_DIRECTIVE:_
Return, character for character, the lines from the one bearing "instance, sample <point>415,348</point>." through the end of the material. Omit everything before that line.

_DATASET RECORDS:_

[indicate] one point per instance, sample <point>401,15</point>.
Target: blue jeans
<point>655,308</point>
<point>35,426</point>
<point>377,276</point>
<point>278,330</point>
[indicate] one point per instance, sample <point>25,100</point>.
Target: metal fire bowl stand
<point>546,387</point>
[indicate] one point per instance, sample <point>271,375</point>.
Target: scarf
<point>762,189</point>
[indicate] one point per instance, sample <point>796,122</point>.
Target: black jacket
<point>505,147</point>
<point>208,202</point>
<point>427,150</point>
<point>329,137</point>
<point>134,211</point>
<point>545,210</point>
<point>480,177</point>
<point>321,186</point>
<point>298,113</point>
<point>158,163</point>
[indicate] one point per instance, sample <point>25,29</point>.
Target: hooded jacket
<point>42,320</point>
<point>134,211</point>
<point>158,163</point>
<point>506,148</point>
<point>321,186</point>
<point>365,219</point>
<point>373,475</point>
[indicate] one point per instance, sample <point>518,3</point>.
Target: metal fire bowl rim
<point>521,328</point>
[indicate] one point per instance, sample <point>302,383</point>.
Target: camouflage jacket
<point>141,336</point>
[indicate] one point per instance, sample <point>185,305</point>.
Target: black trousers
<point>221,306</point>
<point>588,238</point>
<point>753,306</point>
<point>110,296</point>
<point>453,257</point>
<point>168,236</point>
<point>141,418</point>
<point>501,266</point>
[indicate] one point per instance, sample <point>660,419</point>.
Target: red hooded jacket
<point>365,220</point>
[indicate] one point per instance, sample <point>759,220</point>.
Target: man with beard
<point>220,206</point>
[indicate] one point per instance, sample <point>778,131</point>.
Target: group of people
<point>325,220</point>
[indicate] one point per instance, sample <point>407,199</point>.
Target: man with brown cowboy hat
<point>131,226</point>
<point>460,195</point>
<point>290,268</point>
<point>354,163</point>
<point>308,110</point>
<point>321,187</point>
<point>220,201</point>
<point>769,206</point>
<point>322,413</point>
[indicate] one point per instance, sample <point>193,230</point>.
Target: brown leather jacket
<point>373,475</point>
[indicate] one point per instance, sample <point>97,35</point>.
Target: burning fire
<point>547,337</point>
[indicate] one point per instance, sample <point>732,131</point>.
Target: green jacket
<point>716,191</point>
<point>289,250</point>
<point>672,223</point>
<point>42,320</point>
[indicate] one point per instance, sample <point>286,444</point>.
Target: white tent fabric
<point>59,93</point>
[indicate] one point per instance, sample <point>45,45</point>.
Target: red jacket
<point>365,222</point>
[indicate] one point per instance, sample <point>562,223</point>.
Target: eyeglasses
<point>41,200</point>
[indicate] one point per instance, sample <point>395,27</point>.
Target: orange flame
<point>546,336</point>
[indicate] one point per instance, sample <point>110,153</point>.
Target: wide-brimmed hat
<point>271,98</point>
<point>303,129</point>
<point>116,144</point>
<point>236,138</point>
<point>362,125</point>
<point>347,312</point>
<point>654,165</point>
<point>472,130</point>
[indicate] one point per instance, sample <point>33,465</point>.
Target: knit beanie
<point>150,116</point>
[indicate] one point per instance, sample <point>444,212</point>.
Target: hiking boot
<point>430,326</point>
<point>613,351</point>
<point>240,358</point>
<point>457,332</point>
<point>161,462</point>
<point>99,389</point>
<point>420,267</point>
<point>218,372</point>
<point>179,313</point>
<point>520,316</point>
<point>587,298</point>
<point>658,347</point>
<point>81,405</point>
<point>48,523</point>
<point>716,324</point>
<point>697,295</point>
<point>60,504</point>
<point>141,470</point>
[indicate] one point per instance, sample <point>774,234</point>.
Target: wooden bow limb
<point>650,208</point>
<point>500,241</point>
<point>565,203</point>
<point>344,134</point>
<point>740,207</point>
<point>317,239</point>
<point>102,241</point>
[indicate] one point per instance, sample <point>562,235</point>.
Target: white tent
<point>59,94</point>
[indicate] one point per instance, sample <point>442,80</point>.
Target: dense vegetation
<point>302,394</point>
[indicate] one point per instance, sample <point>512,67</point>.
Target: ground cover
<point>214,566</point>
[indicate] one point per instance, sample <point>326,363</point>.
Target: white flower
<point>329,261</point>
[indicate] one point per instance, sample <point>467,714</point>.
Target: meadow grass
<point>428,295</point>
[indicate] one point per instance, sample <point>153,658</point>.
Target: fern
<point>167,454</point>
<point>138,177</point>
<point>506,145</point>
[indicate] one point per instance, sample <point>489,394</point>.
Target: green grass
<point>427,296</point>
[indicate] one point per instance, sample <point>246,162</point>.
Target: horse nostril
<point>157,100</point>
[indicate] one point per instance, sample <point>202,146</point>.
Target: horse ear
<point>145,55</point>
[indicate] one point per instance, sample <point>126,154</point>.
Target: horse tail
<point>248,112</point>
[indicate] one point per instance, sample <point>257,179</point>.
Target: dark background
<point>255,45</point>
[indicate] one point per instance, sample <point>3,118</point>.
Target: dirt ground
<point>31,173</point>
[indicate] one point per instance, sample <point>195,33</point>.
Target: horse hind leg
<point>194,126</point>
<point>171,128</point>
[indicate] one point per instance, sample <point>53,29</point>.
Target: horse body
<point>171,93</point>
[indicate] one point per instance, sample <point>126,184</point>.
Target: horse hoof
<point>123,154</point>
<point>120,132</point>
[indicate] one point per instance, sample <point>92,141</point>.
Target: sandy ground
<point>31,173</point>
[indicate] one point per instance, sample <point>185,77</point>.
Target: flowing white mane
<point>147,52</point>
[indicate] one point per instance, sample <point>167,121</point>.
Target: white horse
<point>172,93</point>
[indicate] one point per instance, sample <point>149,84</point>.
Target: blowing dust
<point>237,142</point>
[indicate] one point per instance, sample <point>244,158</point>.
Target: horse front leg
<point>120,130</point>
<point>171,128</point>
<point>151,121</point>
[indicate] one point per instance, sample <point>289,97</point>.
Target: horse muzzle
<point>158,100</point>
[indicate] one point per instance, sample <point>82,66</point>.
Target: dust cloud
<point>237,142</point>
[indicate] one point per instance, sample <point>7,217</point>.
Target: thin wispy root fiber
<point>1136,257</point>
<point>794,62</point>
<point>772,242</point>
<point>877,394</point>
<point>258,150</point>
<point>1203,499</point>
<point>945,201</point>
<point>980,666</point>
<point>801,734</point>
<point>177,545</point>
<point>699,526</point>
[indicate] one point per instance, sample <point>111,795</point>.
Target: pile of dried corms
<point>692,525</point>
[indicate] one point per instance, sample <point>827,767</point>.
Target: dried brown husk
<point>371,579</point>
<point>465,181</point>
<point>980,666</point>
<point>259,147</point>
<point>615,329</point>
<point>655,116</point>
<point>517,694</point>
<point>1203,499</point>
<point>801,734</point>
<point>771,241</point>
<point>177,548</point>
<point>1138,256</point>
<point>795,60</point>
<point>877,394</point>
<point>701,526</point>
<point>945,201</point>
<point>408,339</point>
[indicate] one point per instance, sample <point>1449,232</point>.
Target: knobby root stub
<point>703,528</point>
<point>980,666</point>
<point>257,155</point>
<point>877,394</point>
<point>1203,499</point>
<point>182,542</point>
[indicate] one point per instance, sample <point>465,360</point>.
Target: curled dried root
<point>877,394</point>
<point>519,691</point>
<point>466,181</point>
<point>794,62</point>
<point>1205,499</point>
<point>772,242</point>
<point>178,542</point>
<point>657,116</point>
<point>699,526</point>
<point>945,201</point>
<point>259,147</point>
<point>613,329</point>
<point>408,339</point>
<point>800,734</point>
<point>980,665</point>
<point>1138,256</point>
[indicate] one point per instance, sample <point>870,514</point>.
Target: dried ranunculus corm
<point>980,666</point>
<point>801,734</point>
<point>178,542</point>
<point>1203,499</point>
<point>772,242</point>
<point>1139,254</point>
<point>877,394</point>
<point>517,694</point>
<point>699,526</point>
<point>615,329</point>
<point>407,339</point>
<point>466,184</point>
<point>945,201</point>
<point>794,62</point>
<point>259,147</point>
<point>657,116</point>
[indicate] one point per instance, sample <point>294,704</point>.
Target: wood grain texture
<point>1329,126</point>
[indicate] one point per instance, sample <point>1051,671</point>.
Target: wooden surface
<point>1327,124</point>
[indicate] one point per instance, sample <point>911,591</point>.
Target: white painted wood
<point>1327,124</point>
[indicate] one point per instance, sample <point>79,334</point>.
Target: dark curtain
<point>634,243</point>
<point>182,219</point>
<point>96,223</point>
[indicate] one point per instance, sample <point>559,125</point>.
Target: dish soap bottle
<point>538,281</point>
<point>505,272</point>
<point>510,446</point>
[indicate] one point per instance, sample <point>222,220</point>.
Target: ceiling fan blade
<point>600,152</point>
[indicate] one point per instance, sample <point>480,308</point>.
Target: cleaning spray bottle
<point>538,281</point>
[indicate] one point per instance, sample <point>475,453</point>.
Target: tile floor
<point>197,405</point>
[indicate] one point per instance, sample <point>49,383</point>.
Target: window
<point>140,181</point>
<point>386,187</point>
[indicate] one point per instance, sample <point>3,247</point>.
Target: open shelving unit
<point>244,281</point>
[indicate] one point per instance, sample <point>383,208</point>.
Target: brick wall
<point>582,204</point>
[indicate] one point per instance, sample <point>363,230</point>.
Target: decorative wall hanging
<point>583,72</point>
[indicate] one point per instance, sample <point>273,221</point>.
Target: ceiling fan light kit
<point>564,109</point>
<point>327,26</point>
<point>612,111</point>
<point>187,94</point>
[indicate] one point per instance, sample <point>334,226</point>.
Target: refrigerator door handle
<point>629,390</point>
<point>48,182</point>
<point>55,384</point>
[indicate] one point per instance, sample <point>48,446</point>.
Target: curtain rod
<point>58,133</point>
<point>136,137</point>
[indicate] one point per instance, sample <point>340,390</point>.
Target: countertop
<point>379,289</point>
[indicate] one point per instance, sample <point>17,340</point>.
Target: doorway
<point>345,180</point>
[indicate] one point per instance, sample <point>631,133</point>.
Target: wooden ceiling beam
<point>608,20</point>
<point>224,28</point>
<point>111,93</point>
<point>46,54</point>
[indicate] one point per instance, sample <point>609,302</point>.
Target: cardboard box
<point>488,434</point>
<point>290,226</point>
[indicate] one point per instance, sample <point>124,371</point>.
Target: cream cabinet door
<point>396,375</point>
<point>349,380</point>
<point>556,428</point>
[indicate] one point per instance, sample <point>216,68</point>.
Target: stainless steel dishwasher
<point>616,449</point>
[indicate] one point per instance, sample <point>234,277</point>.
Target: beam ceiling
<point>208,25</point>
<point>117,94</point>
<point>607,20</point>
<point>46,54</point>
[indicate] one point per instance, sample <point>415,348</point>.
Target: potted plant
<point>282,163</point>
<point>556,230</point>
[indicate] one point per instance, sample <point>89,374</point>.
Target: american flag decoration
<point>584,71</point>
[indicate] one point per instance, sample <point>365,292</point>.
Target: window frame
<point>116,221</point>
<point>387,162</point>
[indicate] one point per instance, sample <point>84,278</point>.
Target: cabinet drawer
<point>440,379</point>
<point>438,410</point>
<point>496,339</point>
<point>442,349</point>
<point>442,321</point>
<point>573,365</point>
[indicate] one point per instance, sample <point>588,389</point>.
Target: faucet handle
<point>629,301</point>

_RESULT:_
[indicate] one point per instance, sample <point>415,348</point>.
Target: potted plant
<point>282,163</point>
<point>556,230</point>
[indicate] one point per instance, sample <point>89,374</point>.
Target: american flag decoration
<point>584,71</point>
[indicate] one point per instance, sample <point>365,292</point>.
Target: window frame
<point>116,221</point>
<point>387,162</point>
[indicate] one point per instance, sample <point>84,278</point>.
Target: cabinet drawer
<point>440,379</point>
<point>438,410</point>
<point>496,339</point>
<point>442,349</point>
<point>442,321</point>
<point>573,365</point>
[indicate] one point per instance, sample <point>588,389</point>.
Target: faucet handle
<point>629,301</point>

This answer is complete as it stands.